Write out every record below exactly, leaving the pictures out.
****************
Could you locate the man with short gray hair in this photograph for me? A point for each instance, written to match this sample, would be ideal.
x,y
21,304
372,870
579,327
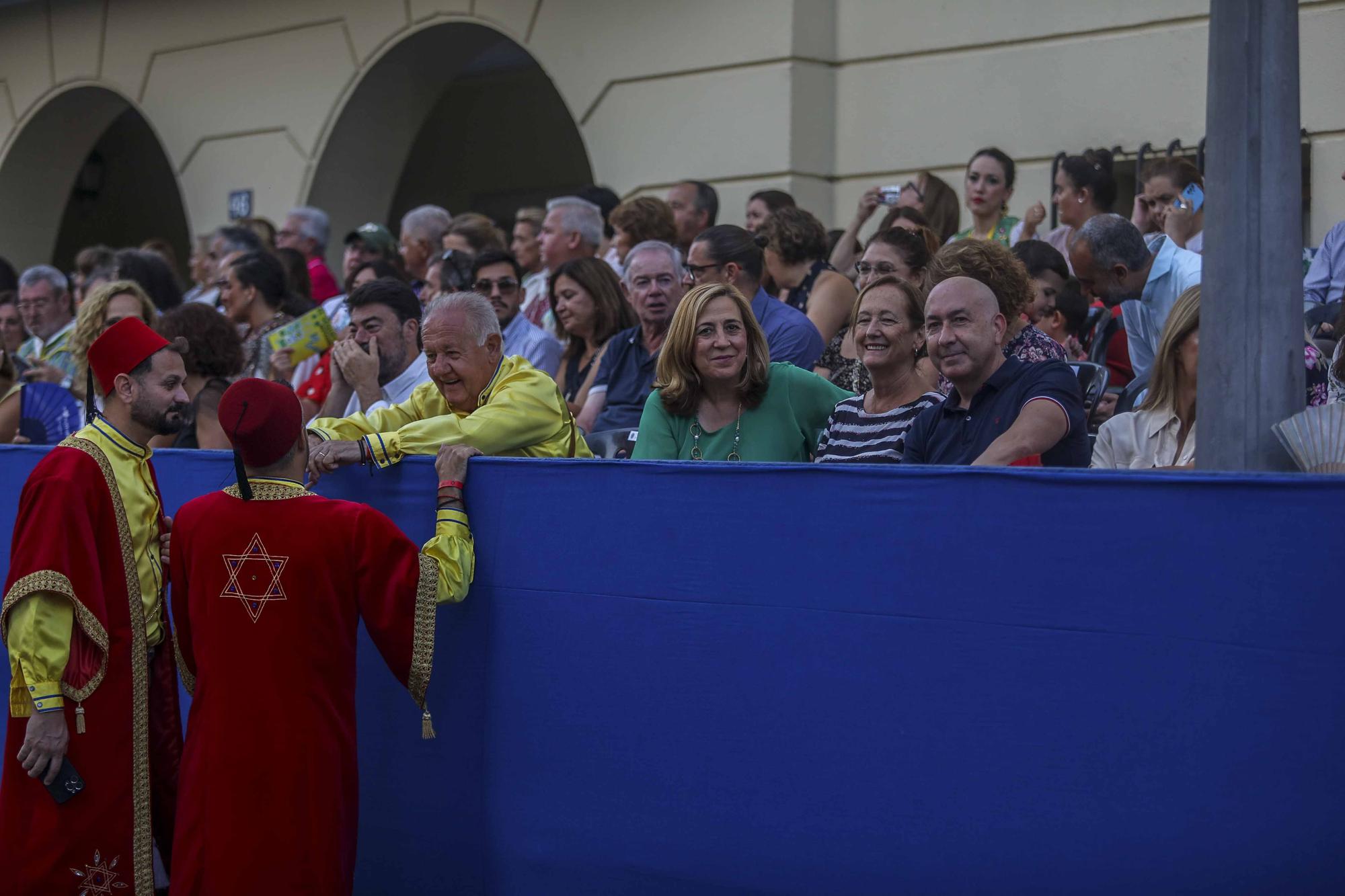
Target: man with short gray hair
x,y
49,314
1114,264
653,283
306,231
572,229
423,240
477,396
****************
FINISHED TASK —
Could you locate the man with short gray hair in this photograph for me? A point for each instance, written to match this sample, would be ideal.
x,y
21,304
372,870
579,327
Target: man with short gray hair
x,y
49,314
1114,264
653,283
306,231
572,229
423,240
477,396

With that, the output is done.